## WHAT YOU HAVE TO DO
Every entry must be copied word for word.

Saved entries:

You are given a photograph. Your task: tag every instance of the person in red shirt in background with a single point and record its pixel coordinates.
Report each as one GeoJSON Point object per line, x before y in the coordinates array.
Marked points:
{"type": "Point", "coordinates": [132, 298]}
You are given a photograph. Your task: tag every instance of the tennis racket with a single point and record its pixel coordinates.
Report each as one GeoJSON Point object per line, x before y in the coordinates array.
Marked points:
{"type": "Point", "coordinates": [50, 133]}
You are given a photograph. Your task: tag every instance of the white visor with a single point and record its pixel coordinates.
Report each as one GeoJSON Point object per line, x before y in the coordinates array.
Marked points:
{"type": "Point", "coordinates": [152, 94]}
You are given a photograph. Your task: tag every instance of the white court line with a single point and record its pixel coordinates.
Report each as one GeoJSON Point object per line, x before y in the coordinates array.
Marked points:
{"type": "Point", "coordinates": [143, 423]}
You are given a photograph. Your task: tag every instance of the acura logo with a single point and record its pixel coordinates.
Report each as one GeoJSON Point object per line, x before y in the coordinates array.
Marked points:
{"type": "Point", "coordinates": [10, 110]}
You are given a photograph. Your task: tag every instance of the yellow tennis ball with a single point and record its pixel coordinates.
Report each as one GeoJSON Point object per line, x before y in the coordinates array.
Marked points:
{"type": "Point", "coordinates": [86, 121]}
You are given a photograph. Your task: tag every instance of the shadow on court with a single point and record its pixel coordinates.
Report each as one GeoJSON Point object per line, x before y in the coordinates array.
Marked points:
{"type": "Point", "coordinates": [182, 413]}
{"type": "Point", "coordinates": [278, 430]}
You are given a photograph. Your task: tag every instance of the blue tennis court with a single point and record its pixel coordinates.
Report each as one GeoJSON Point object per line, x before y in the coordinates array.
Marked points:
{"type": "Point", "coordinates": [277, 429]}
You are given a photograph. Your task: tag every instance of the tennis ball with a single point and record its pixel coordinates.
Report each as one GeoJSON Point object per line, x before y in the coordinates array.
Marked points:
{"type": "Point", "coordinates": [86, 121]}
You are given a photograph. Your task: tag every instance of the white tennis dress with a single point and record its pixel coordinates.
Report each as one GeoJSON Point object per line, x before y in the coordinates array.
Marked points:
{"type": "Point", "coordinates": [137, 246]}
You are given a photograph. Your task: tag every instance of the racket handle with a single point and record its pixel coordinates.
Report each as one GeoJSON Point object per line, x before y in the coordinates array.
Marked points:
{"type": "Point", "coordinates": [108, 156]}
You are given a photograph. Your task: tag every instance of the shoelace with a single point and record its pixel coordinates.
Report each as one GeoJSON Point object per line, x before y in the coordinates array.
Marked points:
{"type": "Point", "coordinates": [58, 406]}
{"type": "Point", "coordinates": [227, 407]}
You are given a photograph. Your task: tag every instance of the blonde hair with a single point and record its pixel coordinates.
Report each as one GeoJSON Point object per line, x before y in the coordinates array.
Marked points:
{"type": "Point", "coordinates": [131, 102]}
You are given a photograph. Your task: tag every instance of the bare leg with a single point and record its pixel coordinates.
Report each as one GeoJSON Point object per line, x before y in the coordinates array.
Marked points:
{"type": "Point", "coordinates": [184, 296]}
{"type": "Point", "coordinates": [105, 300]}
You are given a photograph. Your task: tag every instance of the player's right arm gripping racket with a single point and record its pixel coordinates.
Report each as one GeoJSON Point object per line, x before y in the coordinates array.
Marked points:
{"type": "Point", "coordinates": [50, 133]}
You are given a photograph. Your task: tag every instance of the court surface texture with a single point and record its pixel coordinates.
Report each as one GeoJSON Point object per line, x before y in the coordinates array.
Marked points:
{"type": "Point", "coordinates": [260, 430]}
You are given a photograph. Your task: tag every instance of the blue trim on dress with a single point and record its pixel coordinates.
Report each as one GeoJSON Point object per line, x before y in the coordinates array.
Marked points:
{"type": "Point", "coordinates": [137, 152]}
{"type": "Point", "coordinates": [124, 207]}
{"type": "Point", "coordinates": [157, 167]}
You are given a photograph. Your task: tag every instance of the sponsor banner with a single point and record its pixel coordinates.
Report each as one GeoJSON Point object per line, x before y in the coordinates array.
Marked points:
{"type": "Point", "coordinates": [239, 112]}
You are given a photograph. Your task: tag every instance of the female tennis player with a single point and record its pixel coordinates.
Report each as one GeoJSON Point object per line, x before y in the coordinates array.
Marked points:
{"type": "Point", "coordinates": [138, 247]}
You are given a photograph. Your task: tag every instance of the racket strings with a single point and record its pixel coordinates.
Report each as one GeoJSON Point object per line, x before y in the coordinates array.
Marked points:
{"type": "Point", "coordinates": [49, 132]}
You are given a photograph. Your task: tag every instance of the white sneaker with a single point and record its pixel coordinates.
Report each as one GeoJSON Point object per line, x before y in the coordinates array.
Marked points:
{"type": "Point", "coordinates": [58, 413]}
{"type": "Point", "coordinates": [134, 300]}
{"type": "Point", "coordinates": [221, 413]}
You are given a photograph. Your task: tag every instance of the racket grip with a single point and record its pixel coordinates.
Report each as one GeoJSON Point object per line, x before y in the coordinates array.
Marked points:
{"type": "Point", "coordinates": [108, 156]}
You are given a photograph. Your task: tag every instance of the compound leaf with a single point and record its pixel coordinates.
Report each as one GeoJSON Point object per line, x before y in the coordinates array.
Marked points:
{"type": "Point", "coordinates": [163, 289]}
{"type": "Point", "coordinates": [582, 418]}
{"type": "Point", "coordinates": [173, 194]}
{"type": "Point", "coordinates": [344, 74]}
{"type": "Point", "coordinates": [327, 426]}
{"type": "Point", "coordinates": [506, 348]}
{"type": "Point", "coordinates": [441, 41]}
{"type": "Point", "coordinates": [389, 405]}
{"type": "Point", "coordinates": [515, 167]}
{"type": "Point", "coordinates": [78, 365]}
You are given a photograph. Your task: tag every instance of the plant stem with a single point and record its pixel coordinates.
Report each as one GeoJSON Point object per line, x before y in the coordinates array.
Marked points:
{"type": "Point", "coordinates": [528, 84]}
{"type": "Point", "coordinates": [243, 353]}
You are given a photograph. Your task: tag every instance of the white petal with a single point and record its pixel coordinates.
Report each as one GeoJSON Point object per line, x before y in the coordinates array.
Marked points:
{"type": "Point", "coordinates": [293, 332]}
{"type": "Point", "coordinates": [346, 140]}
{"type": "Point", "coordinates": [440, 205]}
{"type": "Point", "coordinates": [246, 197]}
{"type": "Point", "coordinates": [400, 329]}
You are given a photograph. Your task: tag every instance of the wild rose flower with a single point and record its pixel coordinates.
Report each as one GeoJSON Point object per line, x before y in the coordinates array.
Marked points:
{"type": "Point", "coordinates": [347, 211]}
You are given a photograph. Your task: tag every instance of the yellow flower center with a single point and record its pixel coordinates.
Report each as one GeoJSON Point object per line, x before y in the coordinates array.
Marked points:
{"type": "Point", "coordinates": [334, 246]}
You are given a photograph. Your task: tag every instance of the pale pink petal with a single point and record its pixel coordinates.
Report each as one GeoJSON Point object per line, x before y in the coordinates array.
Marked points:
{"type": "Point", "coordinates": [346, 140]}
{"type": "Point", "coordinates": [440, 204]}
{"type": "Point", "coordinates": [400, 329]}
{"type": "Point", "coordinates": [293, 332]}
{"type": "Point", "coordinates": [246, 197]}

## SOLUTION TO THIS EXERCISE
You are given a photograph. Your task: tag every instance of the person in red shirt in background with a single point and record its pixel coordinates.
Report each as one GeoJSON Point object per line, x before y in the coordinates array.
Marked points:
{"type": "Point", "coordinates": [132, 298]}
You are given a photograph. Your task: tag every instance of the tennis racket with a single point and record its pixel coordinates.
Report each as one GeoJSON Point object per line, x before y in the coordinates array.
Marked points:
{"type": "Point", "coordinates": [50, 133]}
You are given a photograph. Your task: tag every instance of the white visor with a single point and record its pixel coordinates.
Report each as one GeoJSON Point object per line, x before y in the coordinates array.
Marked points:
{"type": "Point", "coordinates": [152, 94]}
You are given a photograph. Your task: tag every instance of the white court line with a single point and record its pixel coordinates.
Report each as one GeoJSON Point object per line, x before y in the coordinates array.
Marked points:
{"type": "Point", "coordinates": [143, 423]}
You are given a photograph. Your task: tag every instance of the acura logo with a single point and record its pixel coordinates.
Report each as one GeoJSON Point object per line, x before y in the coordinates array.
Marked points:
{"type": "Point", "coordinates": [10, 110]}
You are given a photograph. Your task: tag every instance of the yellow tennis ball with a single point and record its pixel coordinates.
Report each as one GeoJSON Point object per line, x before y in the coordinates array.
Marked points:
{"type": "Point", "coordinates": [86, 121]}
You are given a photograph. Your task: tag every instance of the shadow on court with a single point and record its pixel coordinates.
Report each as one GeoJSON Point object per line, x before y in the coordinates array.
Marked points:
{"type": "Point", "coordinates": [182, 413]}
{"type": "Point", "coordinates": [278, 430]}
You are given a photograph. Your task: tag every instance of the blue tennis court with a single point and record its pixel coordinates.
Report each as one GeoJSON Point object per line, x before y in the coordinates array.
Marked points:
{"type": "Point", "coordinates": [277, 429]}
You are given a photograph. Your task: tag every instance of the tennis ball with a single point and record its pixel coordinates.
Report each as one GeoJSON Point object per line, x before y in the coordinates array.
Marked points:
{"type": "Point", "coordinates": [86, 121]}
You are given a photograph. Your task: tag every instance of the white tennis dress with a single point and record its pixel coordinates.
Report each as one GeoJSON Point object per line, x before y in the coordinates array.
Marked points:
{"type": "Point", "coordinates": [137, 246]}
You are given a photograph. Your task: tag every instance of the racket handle with a single point and record its pixel coordinates.
Report each as one GeoJSON Point object per line, x before y in the coordinates array.
Marked points:
{"type": "Point", "coordinates": [108, 156]}
You are given a photograph. Your task: tag every instance of the shoelace with a single point and record its pixel coordinates.
Report each as one GeoJSON Point object per line, x before y in the coordinates array.
Marked points:
{"type": "Point", "coordinates": [58, 406]}
{"type": "Point", "coordinates": [227, 407]}
You are given a photograph. Your task: tag every instance of the blonde hair with a single point and record its pixel coordinates.
Report each as one GeoJSON Point object per line, x before y in the coordinates array.
Marked points:
{"type": "Point", "coordinates": [131, 102]}
You are given a photograph. Your task: tag every instance of the bare leg with a single point and record its pixel coordinates.
Report each as one GeoJSON Point object per line, x before y in the coordinates array.
Marked points:
{"type": "Point", "coordinates": [184, 296]}
{"type": "Point", "coordinates": [105, 300]}
You are given a photograph. Your task: tag every instance of the player's right arm gripping racket with a single point and record its pixel coordinates.
Report each as one GeoJSON Point object per line, x before y in the coordinates array.
Marked points:
{"type": "Point", "coordinates": [50, 133]}
You are given a photograph. Your task: tag every instance of the court surface texture with a single point and record its pixel coordinates.
Report each as one GeoJSON Point object per line, x before y in the coordinates array.
Marked points:
{"type": "Point", "coordinates": [260, 430]}
You are given a photograph. Your task: tag every instance of the blue trim on dress with a single point and record its pixel coordinates.
Report each as one GeoJSON Point object per line, x before y in the coordinates array.
Marked points:
{"type": "Point", "coordinates": [137, 152]}
{"type": "Point", "coordinates": [124, 207]}
{"type": "Point", "coordinates": [157, 167]}
You are given a photograph. Your task: tag every instance of the sponsor banner with a single point and record its pixel coordinates.
Report each as one GeoJSON Point object per line, x before y in the coordinates array.
Marked points:
{"type": "Point", "coordinates": [239, 112]}
You are given a photograph. Your task: tag every instance of the female tennis player with a single point and record its pixel coordinates.
Report each as one GeoJSON Point object per line, x before y in the coordinates array.
Marked points:
{"type": "Point", "coordinates": [138, 247]}
You are given a photograph. Your task: tag every instance of the racket strings with a single point and record its pixel coordinates.
Report each as one GeoJSON Point object per line, x before y in the coordinates array.
Marked points:
{"type": "Point", "coordinates": [49, 132]}
You are given a photograph. Your task: tag every instance of the white sneaker with a single point and record its pixel coordinates.
Report each as one GeoJSON Point object per line, x before y in the coordinates array.
Marked points:
{"type": "Point", "coordinates": [58, 413]}
{"type": "Point", "coordinates": [134, 300]}
{"type": "Point", "coordinates": [221, 413]}
You are given a photograph. Your task: tag every instance of the racket grip with a single point and record its pixel coordinates.
Report each as one GeoJSON Point object per line, x before y in the coordinates array.
Marked points:
{"type": "Point", "coordinates": [108, 156]}
You are given a photograph. Your task: tag every instance of the compound leaf with a single point and record its pixel coordinates.
Report each as one GeoJSON Point object per line, x before y in the coordinates array.
Marked points:
{"type": "Point", "coordinates": [163, 289]}
{"type": "Point", "coordinates": [582, 418]}
{"type": "Point", "coordinates": [173, 194]}
{"type": "Point", "coordinates": [344, 74]}
{"type": "Point", "coordinates": [327, 426]}
{"type": "Point", "coordinates": [506, 348]}
{"type": "Point", "coordinates": [441, 41]}
{"type": "Point", "coordinates": [389, 405]}
{"type": "Point", "coordinates": [515, 167]}
{"type": "Point", "coordinates": [78, 365]}
You are given a photograph. Your task: tag every instance of the plant stem with a single point and record its pixel coordinates.
Report each as one GeoJSON Point object per line, x before y in the coordinates array.
Marked points:
{"type": "Point", "coordinates": [528, 84]}
{"type": "Point", "coordinates": [243, 353]}
You are given a photograph. Your task: tag every instance of the white petal with a single point and record its pixel coordinates.
Report each as one GeoJSON Point object per line, x before y in the coordinates array.
Marked points:
{"type": "Point", "coordinates": [293, 332]}
{"type": "Point", "coordinates": [346, 140]}
{"type": "Point", "coordinates": [440, 205]}
{"type": "Point", "coordinates": [246, 197]}
{"type": "Point", "coordinates": [400, 329]}
You are given a photograph. Your task: tag every instance of the wild rose flower with a single point and record its pixel coordinates.
Report each as one GeoJSON Point object per line, x before y in the coordinates array.
Marked points:
{"type": "Point", "coordinates": [347, 211]}
You are given a photograph. Your task: tag every instance of the yellow flower center with a single point and record its pixel coordinates.
Report each as one GeoJSON Point object per line, x before y in the coordinates array.
Marked points:
{"type": "Point", "coordinates": [334, 246]}
You are given a photograph. Your task: tag every instance of the pale pink petal with a single point and record its pixel coordinates.
Report each as one GeoJSON Point object per line, x before y in the coordinates array.
Marked points:
{"type": "Point", "coordinates": [346, 140]}
{"type": "Point", "coordinates": [440, 204]}
{"type": "Point", "coordinates": [400, 329]}
{"type": "Point", "coordinates": [293, 332]}
{"type": "Point", "coordinates": [246, 197]}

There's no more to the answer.